* _OBJECTIVE_
Extract the text lines of the listing below without changing a character, omitting the pictures from your answer.

* _Image outline annotation entries_
* * * * *

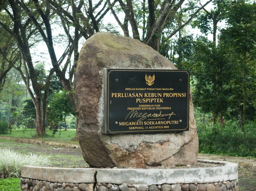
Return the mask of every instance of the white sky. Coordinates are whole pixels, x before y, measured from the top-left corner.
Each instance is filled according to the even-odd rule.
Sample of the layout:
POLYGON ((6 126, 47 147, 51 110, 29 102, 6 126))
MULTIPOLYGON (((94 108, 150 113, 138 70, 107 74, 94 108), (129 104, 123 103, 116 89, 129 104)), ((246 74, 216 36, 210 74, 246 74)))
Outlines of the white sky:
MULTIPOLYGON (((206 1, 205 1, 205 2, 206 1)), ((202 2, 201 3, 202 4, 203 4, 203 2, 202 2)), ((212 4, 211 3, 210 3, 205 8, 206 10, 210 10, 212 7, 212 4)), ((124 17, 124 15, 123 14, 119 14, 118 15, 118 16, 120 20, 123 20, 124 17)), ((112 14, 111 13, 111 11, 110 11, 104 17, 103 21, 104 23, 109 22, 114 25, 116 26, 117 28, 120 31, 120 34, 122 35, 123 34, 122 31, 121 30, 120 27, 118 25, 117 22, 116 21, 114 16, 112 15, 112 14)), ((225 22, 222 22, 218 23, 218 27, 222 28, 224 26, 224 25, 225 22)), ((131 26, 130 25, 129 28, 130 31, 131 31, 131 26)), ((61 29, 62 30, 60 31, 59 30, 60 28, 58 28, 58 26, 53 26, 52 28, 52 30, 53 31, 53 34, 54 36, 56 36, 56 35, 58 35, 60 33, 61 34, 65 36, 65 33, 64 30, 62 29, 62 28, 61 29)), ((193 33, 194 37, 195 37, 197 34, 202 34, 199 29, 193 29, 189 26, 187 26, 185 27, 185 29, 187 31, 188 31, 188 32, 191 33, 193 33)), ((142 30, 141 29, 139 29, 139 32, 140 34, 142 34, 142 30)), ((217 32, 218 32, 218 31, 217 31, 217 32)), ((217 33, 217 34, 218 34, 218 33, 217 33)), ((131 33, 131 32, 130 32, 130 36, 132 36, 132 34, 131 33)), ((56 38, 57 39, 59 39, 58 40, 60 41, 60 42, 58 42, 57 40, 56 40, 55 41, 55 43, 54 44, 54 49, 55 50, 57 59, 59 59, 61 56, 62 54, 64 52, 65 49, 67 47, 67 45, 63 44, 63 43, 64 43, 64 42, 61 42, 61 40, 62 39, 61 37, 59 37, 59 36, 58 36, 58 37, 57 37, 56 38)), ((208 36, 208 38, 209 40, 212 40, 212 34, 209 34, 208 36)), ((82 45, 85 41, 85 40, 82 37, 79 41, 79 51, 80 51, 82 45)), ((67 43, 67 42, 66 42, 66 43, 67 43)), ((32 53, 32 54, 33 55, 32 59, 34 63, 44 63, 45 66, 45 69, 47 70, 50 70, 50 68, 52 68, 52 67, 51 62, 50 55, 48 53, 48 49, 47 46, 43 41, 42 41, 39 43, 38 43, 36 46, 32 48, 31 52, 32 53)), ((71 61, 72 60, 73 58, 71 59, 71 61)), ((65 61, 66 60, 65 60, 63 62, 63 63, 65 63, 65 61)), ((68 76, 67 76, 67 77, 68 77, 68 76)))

* * * * *

* _THE ANSWER_
Return the mask of every instance of the white sky. Coordinates are whole pixels, x before y, measured from the top-left corner.
Each instance is filled according to the even-odd rule.
Sample of the layout:
POLYGON ((6 126, 47 147, 51 110, 29 102, 6 126))
MULTIPOLYGON (((94 108, 150 113, 138 70, 107 74, 94 108), (129 104, 123 103, 116 89, 129 104)), ((246 74, 216 36, 210 74, 246 74)))
Outlines of the white sky:
MULTIPOLYGON (((206 1, 205 1, 205 2, 206 1)), ((202 2, 201 3, 202 4, 203 4, 203 2, 202 2)), ((212 4, 211 3, 210 3, 205 8, 206 10, 210 10, 212 7, 212 4)), ((124 17, 124 15, 123 14, 119 14, 118 15, 118 16, 120 20, 123 20, 124 17)), ((112 14, 111 13, 111 11, 110 11, 104 17, 103 21, 104 23, 109 22, 114 25, 116 26, 117 28, 120 31, 120 34, 122 35, 123 34, 122 31, 121 30, 120 27, 118 25, 117 22, 116 21, 114 16, 112 15, 112 14)), ((225 22, 222 22, 218 23, 218 27, 222 28, 224 26, 224 25, 225 22)), ((131 26, 130 25, 129 28, 130 31, 131 31, 131 26)), ((61 29, 62 30, 60 31, 59 30, 60 28, 58 28, 58 26, 53 26, 52 28, 52 30, 53 31, 53 34, 54 36, 56 36, 56 35, 58 35, 60 33, 61 34, 65 36, 65 33, 64 30, 62 29, 62 28, 61 29)), ((193 33, 194 37, 195 37, 197 34, 202 34, 199 29, 193 29, 189 26, 187 26, 185 27, 185 29, 187 31, 188 31, 188 32, 191 33, 193 33)), ((142 30, 141 29, 139 29, 139 32, 140 34, 142 34, 142 30)), ((217 32, 218 32, 218 31, 217 31, 217 32)), ((217 33, 217 34, 218 34, 218 33, 217 33)), ((131 33, 131 32, 130 32, 130 36, 132 36, 132 34, 131 33)), ((56 38, 57 39, 59 39, 58 40, 60 41, 60 42, 58 42, 57 40, 56 40, 55 41, 55 43, 54 44, 54 49, 55 50, 57 59, 59 59, 61 56, 62 54, 64 52, 65 49, 67 47, 67 45, 63 44, 63 43, 64 43, 64 42, 61 42, 61 40, 62 39, 61 37, 59 37, 59 36, 58 36, 58 37, 57 37, 56 38)), ((208 36, 208 38, 209 40, 212 40, 212 34, 209 34, 208 36)), ((82 45, 85 41, 85 40, 82 37, 79 41, 79 51, 80 51, 82 45)), ((67 43, 67 42, 66 42, 66 43, 67 43)), ((32 53, 32 54, 33 55, 32 59, 34 63, 44 63, 45 66, 45 69, 47 70, 50 70, 50 68, 52 68, 52 67, 51 62, 50 55, 48 53, 48 49, 47 46, 43 41, 42 41, 39 43, 38 43, 36 46, 32 48, 31 52, 32 53)), ((71 61, 72 60, 73 58, 71 59, 71 61)), ((65 61, 66 60, 65 60, 63 62, 63 63, 65 63, 65 61)), ((68 76, 67 76, 67 77, 68 77, 68 76)))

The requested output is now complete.